+++ GIVEN TEXT +++

Do you have any numbers to back that up though?

I mean, I know that with e-readers book piracy is now potentially practical but is it really a concern for publisher? I'm really curious to know how mainstream it is.

I wouldn't be surprised if the main cause of piracy for ebooks was not the price but rather that the book is not available on a particular platform or only in paperback. Besides the demographics for book readers owning an e-reader is probably older and more wealthy than the average movie pirate.

The only numbers we have are those given by amazon, but we don't know exactly which books they used to make their statistics. We also don't know what the people who didn't buy the 15$ ebooks ended up doing, maybe they didn't buy anything at all, maybe they just bought the paperback...

A kindle costs <50$ - load it up with free PDFs downloaded via Torrents or other means and the notion : "book readers owning an e-reader is probably older and more wealthy than the average movie pirate" falls flat.

+++ INFORMATION SUPPLIED +++

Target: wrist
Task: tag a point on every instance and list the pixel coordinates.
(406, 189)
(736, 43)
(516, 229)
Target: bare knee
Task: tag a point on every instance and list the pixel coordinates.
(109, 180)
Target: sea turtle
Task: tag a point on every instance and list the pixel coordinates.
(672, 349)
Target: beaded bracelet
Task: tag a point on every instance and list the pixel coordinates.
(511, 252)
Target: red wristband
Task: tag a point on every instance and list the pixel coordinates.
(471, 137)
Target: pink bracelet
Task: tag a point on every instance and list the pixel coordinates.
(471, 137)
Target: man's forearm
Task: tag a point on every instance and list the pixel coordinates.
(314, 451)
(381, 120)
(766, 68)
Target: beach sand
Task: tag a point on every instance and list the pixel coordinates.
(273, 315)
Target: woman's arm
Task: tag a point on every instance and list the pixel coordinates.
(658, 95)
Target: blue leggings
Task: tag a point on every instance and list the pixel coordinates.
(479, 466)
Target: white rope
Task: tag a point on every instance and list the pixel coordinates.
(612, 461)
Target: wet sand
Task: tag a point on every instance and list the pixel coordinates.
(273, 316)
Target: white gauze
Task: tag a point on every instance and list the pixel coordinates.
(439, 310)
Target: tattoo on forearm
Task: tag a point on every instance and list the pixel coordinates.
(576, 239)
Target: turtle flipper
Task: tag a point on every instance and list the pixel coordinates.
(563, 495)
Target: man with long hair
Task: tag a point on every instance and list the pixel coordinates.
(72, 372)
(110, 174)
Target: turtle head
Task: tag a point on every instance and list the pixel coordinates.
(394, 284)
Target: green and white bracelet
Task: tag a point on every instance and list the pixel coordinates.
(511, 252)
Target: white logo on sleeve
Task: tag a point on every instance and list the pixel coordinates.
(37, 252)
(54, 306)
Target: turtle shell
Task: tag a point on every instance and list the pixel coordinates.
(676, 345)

+++

◆ **WRITTEN REQUEST**: Write the next few sentences of the ebook piracy discussion, picking up after its last comment.

◆ **TASK RESULT**:
I dont have numbers to back it up - but plenty of anecdotal evidence and just common sense too. I myself have borrowed that malcolm gladwell book or the other - because the cheapest I could buy it was 20$ - and while I was interested in reading it - not enough to spend that much. Had it been 10$ - it would be worth it for me to just buy it rather than ask around friends if someone had a copy I could borrow. (You can also "borrow" books from friends on Kindle)

Bestsellers are the books that normally wind up in the thrift store for a buck. Ironically, it's the obscure books that wind up being pricey.